● REQUIREMENT 1: The text on creating a Discount Method Rule warns users to be careful with the Default Currency option on screens that require an Interest Rate Code. Explain why, using only the reason that text gives.
● REQUIREMENT 2: Translate this sentence from the text on creating a Discount Method Rule into Spanish: "Children of parent nodes on a hierarchy automatically inherit the assumptions defined for the parent nodes."
● REQUIREMENT 3:
For each statement, say whether it agrees with the text on creating a Discount Method Rule. Answer yes or no, and quote the words from that text that decide it.
(a) Filling in the Description field is optional.
(b) Access Type can be set to Read-Only or Read/Write.
(c) When no assumptions are defined for a currency, the engine ignores the default currency.

● PROVIDED TEXT:
··········
1.21.3 Create Discount Method Rule

You create a Discount Methods rule to assign Discounting Methods to your products. To create a Discount Method Rule, follow these steps:

  1. Navigate to the Discount Methods Rule Summary Page.
  2. Click Add. The Discount Method Rule Page is displayed.

    Figure 1-83 Discount Method Rule


    Discount Method Rule

  3. Enter the following details:

    Table 1-58 Discount Method Details

    Fields Description
    Name Enter the name of the Discount Method Rate Rule.
    Description Enter the description of the Discount Method Rule. This is an optional field.
    Folder Select the Folder where the Discount Method Rule needs to be saved.
    Access Type Select the Access Type as Read-Only or Read/Write.
  4. Select a Product Hierarchy. You can define methodologies at any level of the hierarchical product dimension. The hierarchical relationship between the nodes allows inheritance of methodologies from Parent Nodes to Child Nodes. Enter the following details for Product Hierarchy selection:

    Table 1-59 Product Hierarchy Details section

    Fields Description
    Folder Select the Folder where Product Hierarchy is previously created
    Hierarchy Select the Hierarchy of the product
    Currency Select the Currency.
  5. Navigate to Assumption Browser Section to define the Discount Method for your product-currency combination.

    Note:

    Node Level Assumptions allow you to define assumptions at any level of the Product dimension Hierar­chy. The Product dimension supports a hierarchical representation of your chart of accounts, so you can take advantage of the parent-child relationships defined for the various nodes of your product hierarchies while defining rules. Children of parent nodes on a hierarchy automatically inherit the assumptions defined for the parent nodes. However, assumptions directly defined for a child take pre­cedence over those at the parent level.

    • Select the product(s) and the currency for which you want to define a discount method(s).
    • Select the Add icon to launch the Discount Method Details Window..

    Note:

    Using the Default Currency to setup assumptions can save data input time. At Run Time, the calculation engine uses assumptions explicitly defined for a Product Currency combination. If assumptions are not defined for a currency, the engine uses the assumptions defined for the product and the default currency. If the assumptions are the same across some or all currencies for a specific product, you can input assumptions for the Default Currency. Be careful using this option on screens where an Interest Rate Code is a required input. In most cases, you will want to use a currency specific discount curve for discounting instruments within each specific Base Currency. The Default Currency option, if used will apply a selected Interest Rate Code across all currencies.
··········
● DATA RECORDS:
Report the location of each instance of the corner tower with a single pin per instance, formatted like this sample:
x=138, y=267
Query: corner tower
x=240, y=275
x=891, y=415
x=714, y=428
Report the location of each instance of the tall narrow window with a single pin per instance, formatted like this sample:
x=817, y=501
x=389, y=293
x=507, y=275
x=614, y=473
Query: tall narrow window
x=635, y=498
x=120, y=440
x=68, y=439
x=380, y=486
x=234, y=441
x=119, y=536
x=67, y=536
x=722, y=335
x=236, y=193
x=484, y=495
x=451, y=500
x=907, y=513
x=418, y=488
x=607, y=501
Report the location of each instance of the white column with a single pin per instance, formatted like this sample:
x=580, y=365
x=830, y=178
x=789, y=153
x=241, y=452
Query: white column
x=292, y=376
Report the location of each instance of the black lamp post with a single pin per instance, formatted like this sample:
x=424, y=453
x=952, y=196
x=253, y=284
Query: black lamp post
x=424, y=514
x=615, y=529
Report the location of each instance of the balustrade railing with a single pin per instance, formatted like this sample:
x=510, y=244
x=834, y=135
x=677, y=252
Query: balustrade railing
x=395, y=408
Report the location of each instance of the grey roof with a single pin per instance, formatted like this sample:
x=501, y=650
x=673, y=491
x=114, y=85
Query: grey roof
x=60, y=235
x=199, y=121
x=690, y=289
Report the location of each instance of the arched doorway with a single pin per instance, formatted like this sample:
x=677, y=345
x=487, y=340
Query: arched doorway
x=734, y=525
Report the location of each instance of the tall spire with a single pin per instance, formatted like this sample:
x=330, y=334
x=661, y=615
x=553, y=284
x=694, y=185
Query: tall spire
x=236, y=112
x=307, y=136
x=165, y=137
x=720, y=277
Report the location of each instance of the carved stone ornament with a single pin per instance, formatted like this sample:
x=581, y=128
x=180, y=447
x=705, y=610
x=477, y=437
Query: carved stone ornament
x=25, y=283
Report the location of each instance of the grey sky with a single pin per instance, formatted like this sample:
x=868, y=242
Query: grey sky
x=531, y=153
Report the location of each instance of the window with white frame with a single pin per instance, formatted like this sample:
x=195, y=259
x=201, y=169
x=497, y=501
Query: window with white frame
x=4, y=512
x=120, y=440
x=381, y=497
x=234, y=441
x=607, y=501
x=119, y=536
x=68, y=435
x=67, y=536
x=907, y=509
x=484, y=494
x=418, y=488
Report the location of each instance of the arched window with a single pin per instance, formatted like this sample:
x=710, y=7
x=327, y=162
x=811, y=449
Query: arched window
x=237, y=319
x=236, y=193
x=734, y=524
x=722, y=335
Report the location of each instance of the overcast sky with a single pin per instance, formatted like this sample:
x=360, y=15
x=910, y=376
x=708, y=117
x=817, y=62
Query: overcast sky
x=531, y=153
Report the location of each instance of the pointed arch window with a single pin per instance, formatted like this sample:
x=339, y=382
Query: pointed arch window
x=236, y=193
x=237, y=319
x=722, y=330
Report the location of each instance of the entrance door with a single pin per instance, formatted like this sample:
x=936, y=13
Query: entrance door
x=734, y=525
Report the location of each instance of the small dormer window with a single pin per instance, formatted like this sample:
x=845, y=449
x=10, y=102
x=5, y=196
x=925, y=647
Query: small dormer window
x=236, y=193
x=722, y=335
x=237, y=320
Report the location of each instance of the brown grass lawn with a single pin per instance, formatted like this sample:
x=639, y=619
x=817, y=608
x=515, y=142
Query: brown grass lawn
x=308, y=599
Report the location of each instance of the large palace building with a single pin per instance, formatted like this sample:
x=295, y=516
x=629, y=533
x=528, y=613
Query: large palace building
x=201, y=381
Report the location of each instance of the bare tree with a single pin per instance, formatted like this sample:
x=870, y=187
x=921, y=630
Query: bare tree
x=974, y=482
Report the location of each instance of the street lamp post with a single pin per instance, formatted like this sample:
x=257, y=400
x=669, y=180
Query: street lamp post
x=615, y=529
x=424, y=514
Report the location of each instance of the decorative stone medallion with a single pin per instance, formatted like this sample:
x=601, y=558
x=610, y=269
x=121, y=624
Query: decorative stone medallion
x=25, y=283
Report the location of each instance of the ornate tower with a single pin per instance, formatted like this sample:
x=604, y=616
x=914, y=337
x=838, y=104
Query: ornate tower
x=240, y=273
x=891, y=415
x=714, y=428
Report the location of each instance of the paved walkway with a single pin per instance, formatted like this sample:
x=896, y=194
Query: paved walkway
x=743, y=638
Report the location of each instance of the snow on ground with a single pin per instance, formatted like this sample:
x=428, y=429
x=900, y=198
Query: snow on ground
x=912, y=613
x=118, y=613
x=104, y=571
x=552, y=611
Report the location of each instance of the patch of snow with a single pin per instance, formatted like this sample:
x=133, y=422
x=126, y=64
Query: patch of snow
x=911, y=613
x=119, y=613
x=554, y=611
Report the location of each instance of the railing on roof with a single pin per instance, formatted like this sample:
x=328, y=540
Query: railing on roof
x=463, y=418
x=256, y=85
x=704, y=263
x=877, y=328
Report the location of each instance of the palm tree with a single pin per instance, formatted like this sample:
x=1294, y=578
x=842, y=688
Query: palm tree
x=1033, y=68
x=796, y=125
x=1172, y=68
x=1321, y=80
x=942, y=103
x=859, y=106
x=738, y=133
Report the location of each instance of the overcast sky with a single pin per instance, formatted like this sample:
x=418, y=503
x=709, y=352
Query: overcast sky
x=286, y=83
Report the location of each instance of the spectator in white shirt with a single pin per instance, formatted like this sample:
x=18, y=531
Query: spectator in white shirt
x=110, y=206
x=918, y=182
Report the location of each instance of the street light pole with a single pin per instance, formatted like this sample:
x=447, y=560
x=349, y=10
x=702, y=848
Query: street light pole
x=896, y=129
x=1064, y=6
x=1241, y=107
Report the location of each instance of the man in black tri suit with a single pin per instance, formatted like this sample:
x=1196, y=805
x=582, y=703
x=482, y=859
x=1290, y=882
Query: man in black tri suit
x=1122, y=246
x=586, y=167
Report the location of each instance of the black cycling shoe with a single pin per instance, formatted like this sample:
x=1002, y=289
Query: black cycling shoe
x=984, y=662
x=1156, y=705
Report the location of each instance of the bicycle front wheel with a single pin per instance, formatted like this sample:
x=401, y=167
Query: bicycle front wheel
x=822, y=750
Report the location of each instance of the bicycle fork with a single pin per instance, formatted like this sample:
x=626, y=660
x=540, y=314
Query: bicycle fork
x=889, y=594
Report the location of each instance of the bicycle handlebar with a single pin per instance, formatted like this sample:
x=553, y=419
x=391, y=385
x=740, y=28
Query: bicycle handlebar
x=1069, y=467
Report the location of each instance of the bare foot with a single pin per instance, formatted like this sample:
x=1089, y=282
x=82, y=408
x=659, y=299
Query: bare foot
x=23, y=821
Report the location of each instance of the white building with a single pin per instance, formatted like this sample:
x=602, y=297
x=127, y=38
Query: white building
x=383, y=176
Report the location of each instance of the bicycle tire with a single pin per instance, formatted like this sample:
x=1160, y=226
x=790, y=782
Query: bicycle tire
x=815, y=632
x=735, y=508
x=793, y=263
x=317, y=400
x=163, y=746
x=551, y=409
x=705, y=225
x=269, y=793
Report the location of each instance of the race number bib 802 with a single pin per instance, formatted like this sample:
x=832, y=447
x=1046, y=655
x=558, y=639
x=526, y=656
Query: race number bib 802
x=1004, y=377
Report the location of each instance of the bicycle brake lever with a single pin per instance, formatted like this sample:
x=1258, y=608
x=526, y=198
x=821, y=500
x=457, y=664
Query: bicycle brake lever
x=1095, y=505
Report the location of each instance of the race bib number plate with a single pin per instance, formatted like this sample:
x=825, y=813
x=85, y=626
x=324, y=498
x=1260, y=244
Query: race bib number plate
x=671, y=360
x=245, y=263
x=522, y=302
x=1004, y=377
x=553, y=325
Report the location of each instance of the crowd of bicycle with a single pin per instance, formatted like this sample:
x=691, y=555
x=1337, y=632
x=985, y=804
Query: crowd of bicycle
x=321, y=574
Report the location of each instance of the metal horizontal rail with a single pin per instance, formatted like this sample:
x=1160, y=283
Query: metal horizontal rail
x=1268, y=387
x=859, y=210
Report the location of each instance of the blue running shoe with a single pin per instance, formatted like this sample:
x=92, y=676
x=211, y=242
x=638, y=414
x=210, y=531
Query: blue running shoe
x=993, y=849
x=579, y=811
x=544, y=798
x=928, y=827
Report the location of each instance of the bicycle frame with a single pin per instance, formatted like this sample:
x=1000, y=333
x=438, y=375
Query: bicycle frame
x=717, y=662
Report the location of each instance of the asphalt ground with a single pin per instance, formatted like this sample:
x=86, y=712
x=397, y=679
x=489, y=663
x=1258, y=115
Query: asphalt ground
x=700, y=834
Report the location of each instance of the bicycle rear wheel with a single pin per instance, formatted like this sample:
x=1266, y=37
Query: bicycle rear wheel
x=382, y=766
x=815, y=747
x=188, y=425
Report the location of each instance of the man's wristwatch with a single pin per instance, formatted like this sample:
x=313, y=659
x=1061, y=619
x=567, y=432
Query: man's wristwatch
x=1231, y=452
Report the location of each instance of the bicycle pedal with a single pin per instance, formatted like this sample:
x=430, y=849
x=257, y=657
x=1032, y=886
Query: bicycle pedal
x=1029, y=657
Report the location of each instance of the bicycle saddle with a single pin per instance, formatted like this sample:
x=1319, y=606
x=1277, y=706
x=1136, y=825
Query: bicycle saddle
··········
● TASK ANSWER 1: In most cases a currency-specific discount curve should be used for discounting instruments within each Base Currency. If used, the Default Currency option would apply one selected Interest Rate Code across all currencies.

● TASK ANSWER 2: Los hijos de los nodos padre en una jerarquía heredan automáticamente los supuestos definidos para los nodos padre.

● TASK ANSWER 3:
(a) Yes: "This is an optional field."
(b) Yes: "Select the Access Type as Read-Only or Read/Write."
(c) No: "If assumptions are not defined for a currency, the engine uses the assumptions defined for the product and the default currency."